-------- ФРАГМЕНТ ТЕКСТА

Они глупы и грубы, примитивны настолько, что не умеют или не хотят, это одно и тоже, даже умно солгать!
Свойственную им примитивность они называли варварством, затем рыцарством, в новые времена джентльменством. Из-за пустяков лезли они в амбицию и убивали друг друга на дуэлях. Из-за нарушения слова, пустых принципов аборигены кончали жизнь самоубийством… И пусть они продолжают делать это почаще!
В этом их несчастье и наше преимущество. Говорите и поступайте так, как этого не допускает их мораль, их понятие чести, их нравственные устои. Делайте то, что кажется им невозможным, невероятным. Аборигены не поверят в то, что вы способны на слова и поступки, на которые сами они не способны.
Говорите и поступайте уверенно, напористо, агрессивно, обескураживающе и ошеломляюще. Прибегайте к шоковым приемам! Больше шума и словесной мишуры, больше непонятного и наукообразного. Создавайте теории, гипотезы, направления, школы, методы, авангардистские литературы и искусство.

----------------

ЗАДАНИЯ >>
A – Как, согласно тексту об «аборигенах», называли их примитивность в новые времена?
B – Процитируйте отрывок из текста об «аборигенах» от слов «Свойственную им примитивность» до слов «они не способны.» включительно.
C – Продолжите текст об «аборигенах», начав сразу после его последнего предложения.
Далее следуют записи, которые представляют собой самостоятельный материал.

-------- ЗАПИСИ

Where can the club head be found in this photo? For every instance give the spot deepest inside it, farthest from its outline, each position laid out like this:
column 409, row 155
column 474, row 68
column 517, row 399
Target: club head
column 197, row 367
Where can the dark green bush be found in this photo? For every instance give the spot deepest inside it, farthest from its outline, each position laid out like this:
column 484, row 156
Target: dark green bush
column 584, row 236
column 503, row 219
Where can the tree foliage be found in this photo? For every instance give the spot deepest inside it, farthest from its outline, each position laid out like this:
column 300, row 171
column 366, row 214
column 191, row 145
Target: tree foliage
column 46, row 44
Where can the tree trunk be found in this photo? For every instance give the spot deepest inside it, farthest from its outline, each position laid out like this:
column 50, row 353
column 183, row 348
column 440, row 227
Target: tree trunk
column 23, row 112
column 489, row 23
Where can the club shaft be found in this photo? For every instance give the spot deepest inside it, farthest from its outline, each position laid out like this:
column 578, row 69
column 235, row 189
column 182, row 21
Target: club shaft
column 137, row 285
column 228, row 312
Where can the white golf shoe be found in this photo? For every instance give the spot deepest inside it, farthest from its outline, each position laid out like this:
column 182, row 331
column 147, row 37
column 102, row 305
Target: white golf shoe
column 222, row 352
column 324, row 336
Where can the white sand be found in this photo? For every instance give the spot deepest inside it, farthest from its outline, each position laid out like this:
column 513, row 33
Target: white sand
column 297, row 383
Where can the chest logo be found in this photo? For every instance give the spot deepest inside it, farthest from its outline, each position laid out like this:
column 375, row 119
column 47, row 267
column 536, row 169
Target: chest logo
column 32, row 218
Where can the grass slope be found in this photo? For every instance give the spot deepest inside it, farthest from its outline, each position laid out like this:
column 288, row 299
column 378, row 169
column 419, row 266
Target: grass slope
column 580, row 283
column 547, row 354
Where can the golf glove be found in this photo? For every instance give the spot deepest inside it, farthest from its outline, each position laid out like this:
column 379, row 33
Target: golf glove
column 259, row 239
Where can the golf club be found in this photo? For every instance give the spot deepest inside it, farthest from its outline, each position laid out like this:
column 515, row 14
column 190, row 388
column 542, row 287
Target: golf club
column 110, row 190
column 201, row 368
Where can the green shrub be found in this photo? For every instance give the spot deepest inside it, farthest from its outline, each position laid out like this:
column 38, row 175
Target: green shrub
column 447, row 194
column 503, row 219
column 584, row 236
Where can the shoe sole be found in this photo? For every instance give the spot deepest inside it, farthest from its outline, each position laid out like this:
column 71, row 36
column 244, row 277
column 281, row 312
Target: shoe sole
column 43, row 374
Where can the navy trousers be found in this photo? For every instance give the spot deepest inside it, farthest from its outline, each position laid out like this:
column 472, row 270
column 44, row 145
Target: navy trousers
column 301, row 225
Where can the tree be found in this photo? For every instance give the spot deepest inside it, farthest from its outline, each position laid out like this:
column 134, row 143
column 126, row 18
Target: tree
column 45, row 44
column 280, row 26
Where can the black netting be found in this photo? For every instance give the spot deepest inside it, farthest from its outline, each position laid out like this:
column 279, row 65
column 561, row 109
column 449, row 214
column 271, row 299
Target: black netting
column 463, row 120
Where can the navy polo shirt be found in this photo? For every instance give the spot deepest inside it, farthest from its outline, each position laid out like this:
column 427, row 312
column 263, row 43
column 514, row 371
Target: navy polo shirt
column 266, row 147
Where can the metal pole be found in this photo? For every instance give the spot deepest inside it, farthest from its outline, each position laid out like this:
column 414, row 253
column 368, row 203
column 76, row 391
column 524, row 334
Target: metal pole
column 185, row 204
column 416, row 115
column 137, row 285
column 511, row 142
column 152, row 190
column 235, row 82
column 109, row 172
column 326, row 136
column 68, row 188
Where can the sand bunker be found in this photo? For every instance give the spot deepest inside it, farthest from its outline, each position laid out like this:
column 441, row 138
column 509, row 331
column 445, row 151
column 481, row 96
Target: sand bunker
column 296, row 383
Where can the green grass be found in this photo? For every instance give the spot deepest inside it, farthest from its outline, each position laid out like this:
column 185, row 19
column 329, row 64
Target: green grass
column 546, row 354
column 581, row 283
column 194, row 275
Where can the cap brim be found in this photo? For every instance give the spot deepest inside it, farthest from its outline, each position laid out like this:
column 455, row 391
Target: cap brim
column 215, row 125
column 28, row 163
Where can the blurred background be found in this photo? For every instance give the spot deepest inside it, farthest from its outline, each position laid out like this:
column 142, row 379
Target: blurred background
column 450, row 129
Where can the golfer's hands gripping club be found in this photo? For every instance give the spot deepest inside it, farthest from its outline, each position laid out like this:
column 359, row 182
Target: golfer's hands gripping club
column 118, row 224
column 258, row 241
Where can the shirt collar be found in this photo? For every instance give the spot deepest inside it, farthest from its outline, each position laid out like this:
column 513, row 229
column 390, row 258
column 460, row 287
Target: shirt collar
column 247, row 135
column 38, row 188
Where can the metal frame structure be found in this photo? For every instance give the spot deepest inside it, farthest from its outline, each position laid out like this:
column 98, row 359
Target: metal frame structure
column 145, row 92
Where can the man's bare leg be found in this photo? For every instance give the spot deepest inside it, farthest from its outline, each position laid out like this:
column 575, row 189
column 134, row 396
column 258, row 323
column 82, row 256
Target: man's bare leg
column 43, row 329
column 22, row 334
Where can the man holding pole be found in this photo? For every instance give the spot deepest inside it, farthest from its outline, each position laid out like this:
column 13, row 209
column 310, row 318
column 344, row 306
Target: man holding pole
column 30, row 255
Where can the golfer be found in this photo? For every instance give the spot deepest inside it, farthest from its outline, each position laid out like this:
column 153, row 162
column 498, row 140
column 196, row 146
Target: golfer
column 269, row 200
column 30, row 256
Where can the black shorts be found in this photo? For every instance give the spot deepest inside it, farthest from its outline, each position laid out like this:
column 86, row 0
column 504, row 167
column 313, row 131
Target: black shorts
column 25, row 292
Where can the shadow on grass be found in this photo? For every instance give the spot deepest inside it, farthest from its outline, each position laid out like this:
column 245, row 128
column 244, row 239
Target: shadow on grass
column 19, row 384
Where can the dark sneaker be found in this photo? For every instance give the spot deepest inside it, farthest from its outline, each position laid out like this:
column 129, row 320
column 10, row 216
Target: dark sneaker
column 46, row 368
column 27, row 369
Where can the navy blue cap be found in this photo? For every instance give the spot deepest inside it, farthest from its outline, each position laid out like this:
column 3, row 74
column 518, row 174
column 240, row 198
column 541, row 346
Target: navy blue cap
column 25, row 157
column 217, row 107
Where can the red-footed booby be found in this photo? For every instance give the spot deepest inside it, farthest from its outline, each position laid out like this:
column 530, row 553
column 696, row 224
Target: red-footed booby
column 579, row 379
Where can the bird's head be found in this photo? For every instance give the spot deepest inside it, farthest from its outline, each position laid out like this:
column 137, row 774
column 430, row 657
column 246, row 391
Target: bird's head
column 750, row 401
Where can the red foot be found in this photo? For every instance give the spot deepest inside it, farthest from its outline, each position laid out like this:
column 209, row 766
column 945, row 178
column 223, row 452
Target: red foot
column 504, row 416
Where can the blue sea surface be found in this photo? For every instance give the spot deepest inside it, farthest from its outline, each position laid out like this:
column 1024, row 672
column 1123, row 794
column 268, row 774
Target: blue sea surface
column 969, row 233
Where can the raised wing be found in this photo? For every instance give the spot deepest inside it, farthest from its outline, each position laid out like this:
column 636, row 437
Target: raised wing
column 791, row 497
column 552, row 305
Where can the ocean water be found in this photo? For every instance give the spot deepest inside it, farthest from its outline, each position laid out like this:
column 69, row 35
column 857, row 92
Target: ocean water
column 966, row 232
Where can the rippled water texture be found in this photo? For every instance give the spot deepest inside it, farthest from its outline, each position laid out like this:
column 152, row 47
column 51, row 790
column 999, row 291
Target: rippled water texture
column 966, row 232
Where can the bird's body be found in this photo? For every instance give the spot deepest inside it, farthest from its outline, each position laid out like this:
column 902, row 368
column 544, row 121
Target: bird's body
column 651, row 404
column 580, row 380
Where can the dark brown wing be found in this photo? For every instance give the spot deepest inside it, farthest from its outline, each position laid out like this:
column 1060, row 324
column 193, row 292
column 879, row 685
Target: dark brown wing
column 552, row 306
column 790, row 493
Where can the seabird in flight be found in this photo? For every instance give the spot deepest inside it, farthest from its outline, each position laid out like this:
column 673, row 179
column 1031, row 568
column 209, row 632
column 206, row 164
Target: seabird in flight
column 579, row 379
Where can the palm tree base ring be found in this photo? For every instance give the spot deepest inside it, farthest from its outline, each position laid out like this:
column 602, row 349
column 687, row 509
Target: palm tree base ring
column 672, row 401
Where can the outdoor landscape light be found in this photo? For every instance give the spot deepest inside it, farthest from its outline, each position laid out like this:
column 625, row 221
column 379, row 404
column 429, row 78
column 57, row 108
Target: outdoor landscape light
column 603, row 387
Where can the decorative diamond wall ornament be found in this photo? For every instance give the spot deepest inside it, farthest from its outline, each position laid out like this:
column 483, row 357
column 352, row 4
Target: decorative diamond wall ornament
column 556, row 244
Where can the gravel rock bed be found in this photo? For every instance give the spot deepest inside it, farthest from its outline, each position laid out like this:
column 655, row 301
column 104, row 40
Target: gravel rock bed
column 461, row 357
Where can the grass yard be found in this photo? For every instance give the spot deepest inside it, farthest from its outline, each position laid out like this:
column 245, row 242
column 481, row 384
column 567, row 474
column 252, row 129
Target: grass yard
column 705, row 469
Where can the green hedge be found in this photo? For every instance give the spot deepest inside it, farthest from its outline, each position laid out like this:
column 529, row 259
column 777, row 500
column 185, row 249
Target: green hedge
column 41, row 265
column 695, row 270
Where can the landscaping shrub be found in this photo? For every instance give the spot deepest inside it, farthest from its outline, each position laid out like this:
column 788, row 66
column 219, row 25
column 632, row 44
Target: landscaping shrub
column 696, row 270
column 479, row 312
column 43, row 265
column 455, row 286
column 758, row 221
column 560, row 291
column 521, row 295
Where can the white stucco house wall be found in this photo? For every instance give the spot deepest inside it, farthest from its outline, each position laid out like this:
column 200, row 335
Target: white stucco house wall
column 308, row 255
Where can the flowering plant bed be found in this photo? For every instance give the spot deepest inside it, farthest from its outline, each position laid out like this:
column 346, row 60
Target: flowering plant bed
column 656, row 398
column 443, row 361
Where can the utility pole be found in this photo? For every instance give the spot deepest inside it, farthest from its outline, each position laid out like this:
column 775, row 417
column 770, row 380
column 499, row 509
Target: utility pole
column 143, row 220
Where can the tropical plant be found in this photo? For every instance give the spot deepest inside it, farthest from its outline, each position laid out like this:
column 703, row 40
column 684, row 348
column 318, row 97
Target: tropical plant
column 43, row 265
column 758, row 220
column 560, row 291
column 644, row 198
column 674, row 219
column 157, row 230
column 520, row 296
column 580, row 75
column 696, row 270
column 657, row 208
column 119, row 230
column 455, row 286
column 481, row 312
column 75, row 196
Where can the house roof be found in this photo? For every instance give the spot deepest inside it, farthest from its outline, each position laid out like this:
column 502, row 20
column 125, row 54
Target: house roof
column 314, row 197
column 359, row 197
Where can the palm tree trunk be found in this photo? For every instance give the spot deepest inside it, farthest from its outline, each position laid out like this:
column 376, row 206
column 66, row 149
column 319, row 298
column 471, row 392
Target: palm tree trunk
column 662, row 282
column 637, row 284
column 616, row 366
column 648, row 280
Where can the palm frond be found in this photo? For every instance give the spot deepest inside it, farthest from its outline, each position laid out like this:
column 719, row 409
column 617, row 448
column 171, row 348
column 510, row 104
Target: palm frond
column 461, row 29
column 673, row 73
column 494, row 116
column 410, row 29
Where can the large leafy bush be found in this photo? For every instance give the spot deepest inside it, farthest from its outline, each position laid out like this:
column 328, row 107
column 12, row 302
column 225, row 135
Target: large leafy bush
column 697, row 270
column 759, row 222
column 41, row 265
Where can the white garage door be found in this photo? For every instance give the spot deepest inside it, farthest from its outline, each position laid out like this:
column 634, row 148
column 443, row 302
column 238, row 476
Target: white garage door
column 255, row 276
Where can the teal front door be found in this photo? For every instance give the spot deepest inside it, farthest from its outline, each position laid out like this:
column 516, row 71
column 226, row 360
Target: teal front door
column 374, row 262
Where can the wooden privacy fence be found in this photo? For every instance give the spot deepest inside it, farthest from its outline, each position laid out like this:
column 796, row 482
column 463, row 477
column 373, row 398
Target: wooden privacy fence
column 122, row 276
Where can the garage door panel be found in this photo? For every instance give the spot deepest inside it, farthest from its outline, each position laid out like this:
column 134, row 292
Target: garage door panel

----------------

ОТВЕТЫ >>
A – Джентльменством.

B –
Свойственную им примитивность они называли варварством, затем рыцарством, в новые времена джентльменством. Из-за пустяков лезли они в амбицию и убивали друг друга на дуэлях. Из-за нарушения слова, пустых принципов аборигены кончали жизнь самоубийством… И пусть они продолжают делать это почаще!
В этом их несчастье и наше преимущество. Говорите и поступайте так, как этого не допускает их мораль, их понятие чести, их нравственные устои. Делайте то, что кажется им невозможным, невероятным. Аборигены не поверят в то, что вы способны на слова и поступки, на которые сами они не способны.

C –
Чем экстравагантнее, тем лучше!
Пусть не смущает вас, что никому это не нужно, что об открытиях ваших завтра забудут. Придет новый день, придут новые идеи. В этом выражается могущество нашего духа, в этом наше превосходство. Пусть русские и другие варвары ломают головы в поисках рациональных зерен в псевдонаучных идеях, пусть ищут и находят там то, чего нет. Завтра мы дадим новую пищу их примитивным, прямолинейным мозгам.
Не важно что вы говорите, важно как вы говорите… Ваша самоуверенность будет воспринята как убежденность, амбиция как возвышенность ума, манера поучать и поправлять – как превосходство. Закручивайте варварам мозги, расстраивайте им нервную систему!
И всегда подавляйте волю тех, кто вам возражает. Очерняйте выскочек и разоблачающих вас крикунов, осмеивайте сомневающихся, натравливайте толпу на скептиков. В беседах, диспутах, дискуссиях используйте риторические приемы на грани приличия. Спрашивайте фамилию, место работы, должность того, кто сомневается и возражает. Это, как правило, шокирует и запугивает аборигенов, они замолкают и стараются исчезнуть.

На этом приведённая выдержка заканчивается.